Continue the article on how Lenin developed his theory of the revolutionary party, picking up right after its last sentence.

-- QUOTED TEXT start --

How Lenin developed his theory of the revolutionary party

by Mick Armstrong


In the early hours of the morning of 26 October 1917 the forces of the Military Revolutionary Committee stormed the Winter Palace – the old home of the Tsars – in Petrograd and arrested the members of the Provisional government. The following evening Lenin rose to a long, rolling ovation and announced to the second all Russian Congress of Soviets that “we shall now proceed to construct the socialist order”. He then read a proclamation offering an immediate peace to end the butchery of World War I.

The delegates were gripped with immense enthusiasm at the birth of the first workers’ republic in the history of humanity. In the words of American journalist John Reed: “by common impulse we found ourselves on our feet, mumbling together into the smooth unison of the Internationale.” Arise ye workers from your slumbers! Arise ye prisoners of want!

This moment was the dramatic fulfilment of almost 30 years of unrelenting revolutionary activity on Lenin’s part. As Leon Trotsky argued it is difficult to imagine that the Russian revolution would have been successful without Lenin.

-- QUOTED TEXT end --
-- ENTRIES PROVIDED start --

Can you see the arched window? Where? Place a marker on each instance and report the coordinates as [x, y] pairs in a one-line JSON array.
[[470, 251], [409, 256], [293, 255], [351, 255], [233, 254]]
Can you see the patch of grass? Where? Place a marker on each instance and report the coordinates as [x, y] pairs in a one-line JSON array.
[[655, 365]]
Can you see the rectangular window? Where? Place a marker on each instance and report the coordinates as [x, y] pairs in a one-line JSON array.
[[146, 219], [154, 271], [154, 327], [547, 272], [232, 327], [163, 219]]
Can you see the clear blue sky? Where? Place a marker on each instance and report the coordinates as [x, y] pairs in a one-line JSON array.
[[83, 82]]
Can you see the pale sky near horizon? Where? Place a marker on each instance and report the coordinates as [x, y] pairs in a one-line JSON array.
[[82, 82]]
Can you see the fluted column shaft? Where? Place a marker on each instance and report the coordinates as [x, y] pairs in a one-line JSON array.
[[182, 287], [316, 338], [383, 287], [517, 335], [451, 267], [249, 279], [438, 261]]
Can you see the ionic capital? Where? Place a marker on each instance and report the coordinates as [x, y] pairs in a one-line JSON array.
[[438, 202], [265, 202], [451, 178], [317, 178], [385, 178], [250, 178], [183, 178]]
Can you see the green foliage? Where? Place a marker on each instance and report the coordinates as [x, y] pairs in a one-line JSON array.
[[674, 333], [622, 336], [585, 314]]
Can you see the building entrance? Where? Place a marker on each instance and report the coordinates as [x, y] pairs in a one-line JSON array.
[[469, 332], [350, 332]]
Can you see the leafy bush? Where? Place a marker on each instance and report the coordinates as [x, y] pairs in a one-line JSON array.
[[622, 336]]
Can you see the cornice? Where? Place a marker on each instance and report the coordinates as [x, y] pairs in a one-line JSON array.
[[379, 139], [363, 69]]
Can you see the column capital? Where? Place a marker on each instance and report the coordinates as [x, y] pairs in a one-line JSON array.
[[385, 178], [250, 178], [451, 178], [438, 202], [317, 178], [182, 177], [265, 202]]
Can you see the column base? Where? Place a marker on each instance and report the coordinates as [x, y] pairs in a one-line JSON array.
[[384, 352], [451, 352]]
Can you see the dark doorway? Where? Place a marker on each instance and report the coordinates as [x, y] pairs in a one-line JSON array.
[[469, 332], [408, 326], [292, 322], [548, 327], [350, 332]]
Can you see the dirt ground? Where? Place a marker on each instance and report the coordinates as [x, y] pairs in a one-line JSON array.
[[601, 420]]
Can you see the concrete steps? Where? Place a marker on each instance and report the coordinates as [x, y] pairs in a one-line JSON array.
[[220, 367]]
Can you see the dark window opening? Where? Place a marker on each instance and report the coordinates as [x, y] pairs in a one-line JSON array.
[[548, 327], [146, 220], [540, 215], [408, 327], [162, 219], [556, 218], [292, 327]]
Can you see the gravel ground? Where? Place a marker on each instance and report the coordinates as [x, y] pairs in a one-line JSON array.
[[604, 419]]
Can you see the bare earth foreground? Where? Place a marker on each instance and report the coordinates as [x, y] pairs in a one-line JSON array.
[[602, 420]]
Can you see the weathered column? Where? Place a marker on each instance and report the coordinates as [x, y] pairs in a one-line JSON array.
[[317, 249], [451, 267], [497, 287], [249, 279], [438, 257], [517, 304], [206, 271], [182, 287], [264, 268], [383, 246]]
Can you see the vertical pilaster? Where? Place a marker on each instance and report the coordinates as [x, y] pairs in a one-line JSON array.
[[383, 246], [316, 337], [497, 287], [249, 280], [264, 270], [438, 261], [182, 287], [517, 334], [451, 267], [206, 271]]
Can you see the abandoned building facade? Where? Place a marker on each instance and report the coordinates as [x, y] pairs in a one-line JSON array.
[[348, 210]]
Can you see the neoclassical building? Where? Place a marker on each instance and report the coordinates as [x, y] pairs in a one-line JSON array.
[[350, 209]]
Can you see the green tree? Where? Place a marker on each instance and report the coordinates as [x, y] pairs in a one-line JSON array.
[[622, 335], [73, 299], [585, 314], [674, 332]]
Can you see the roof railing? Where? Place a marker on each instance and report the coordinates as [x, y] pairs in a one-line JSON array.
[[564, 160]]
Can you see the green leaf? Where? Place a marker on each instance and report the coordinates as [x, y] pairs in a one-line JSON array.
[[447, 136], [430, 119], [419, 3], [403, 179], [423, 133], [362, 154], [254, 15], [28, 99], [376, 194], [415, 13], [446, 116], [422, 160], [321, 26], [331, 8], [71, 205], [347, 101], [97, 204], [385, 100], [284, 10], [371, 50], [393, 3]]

-- ENTRIES PROVIDED end --
-- ENTRIES PROVIDED start --

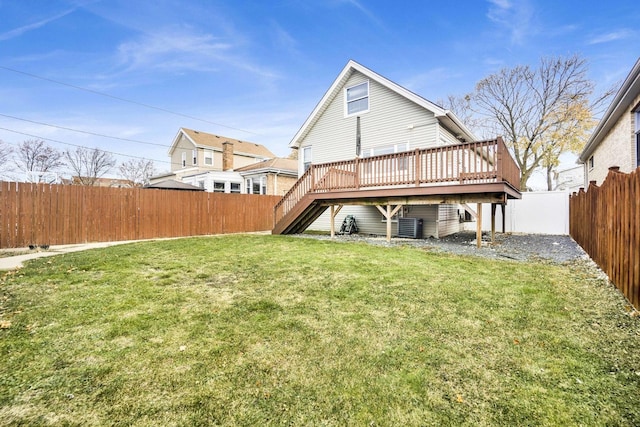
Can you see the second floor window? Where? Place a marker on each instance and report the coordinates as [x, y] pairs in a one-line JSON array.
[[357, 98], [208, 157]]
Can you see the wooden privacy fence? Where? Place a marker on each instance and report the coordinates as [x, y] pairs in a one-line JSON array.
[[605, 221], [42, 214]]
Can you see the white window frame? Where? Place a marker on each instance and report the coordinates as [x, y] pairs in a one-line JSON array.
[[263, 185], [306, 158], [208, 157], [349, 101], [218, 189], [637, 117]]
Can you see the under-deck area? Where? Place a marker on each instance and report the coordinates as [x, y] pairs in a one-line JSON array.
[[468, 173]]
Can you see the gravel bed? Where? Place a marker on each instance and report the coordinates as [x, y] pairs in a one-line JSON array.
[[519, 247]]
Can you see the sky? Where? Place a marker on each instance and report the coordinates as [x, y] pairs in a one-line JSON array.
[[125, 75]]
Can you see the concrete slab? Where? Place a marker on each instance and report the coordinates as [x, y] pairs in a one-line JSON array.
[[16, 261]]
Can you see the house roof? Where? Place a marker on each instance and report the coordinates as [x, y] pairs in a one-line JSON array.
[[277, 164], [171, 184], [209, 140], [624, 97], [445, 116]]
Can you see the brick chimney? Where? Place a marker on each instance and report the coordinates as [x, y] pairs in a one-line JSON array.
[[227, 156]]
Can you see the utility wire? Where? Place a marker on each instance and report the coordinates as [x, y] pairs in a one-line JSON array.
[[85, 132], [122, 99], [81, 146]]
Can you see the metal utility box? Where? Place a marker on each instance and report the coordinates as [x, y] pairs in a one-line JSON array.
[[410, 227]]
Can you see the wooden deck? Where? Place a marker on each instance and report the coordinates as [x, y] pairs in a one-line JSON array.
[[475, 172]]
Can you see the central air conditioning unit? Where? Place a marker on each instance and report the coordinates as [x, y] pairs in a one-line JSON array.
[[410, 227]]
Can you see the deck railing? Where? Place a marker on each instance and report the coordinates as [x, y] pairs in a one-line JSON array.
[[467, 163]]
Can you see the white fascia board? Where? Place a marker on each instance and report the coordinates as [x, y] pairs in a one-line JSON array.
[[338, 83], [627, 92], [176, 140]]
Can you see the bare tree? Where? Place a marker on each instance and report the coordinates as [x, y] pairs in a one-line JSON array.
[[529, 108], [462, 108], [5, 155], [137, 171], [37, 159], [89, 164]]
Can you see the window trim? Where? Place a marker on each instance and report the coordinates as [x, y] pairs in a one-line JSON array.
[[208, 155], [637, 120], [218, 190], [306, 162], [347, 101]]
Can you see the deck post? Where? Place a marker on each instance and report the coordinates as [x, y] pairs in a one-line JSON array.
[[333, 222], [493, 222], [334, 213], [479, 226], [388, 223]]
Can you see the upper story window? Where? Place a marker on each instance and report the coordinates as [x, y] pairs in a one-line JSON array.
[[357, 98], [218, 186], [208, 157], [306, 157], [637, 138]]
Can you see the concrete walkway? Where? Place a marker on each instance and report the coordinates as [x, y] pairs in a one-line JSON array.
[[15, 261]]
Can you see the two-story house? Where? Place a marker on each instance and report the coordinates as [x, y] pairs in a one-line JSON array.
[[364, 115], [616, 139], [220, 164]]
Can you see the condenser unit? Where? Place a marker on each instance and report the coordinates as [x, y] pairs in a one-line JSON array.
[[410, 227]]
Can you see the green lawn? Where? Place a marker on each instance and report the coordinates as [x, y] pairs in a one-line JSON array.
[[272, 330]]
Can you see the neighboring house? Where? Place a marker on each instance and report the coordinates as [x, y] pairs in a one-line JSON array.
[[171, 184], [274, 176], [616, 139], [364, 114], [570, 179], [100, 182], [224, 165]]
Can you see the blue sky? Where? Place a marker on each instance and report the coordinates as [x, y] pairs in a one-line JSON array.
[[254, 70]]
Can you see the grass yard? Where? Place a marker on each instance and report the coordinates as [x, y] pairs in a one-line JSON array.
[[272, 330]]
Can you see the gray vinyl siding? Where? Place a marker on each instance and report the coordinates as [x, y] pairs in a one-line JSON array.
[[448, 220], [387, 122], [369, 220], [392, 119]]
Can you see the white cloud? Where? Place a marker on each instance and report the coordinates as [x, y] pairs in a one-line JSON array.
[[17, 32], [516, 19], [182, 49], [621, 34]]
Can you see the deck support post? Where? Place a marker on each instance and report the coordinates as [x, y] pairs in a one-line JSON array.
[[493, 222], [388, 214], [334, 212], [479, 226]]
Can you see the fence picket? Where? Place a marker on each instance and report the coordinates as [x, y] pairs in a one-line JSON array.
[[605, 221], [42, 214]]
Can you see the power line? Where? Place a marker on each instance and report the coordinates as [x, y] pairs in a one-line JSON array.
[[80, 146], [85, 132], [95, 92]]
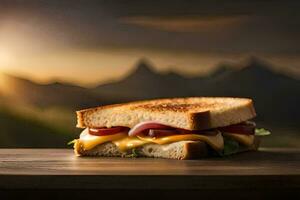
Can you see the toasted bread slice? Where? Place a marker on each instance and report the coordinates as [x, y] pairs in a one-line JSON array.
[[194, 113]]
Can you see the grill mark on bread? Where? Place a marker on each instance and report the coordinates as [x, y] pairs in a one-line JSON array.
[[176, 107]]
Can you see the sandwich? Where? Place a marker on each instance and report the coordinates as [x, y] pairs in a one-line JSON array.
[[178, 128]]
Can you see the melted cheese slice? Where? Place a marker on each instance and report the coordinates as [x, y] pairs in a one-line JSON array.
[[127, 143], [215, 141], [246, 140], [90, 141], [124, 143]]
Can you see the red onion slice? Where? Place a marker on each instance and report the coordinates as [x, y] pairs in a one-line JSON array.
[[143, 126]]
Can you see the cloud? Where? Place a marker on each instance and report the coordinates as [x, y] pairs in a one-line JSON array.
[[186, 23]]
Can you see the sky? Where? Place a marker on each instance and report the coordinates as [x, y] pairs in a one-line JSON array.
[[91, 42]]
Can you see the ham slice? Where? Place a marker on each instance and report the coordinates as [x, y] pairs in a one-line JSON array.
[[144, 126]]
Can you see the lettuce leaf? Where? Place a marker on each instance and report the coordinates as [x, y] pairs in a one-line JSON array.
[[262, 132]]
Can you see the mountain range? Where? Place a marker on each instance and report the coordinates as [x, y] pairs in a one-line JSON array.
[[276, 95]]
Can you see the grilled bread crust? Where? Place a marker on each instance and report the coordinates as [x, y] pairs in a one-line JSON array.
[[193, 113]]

-- ENTRIES PROVIDED end --

__RIGHT ANSWER__
If it is accurate to view Lenin as the mastermind of the revolution, it remains the case that the tremendous revolutionary upheaval was not made by a few individuals but by the combined efforts of millions of workers. But to be successful that mass of workers had to be organised into a coherent fighting force. Lenin’s greatest achievement was to mould just such a fighting force – the Bolshevik party.

Lenin is presented by the academic establishment as simply a pragmatist out for power, concerned above all with tactics not theory. As Edmund Wilson put it:

“The theoretical side of Lenin is, in a sense, not serious; it is the instinct for dealing with the reality of the definite political situation which attains in him the point of genius. He sees and he adopts his tactic with no regard for the theoretical positions of others or for his own theoretical position in the past; then he supports it with Marxist texts.”

This conventional bourgeois wisdom is totally at odds with the approach of the real Lenin. Lenin was a serious theoretician who had deeply studied the Marxist classics and put tremendous effort into his own detailed theoretical researches. His political approach flowed directly from his theoretical analysis.

Lenin’s whole project for building revolutionary organisation was based up until 1914 on his book, The development of capitalism in Russia, completed in 1899. Then after the capitulation of the Second Socialist International to imperialism with the outbreak of World War I, Lenin carried out concentrated studies of imperialism, philosophy and of the Marxist attitude to the state which laid the basis for his brochures, Socialism and War, The socialist revolution and the right of nations to self-determination, Imperialism the latest stage of capitalism, The state and revolution and his Notebooks on Hegel.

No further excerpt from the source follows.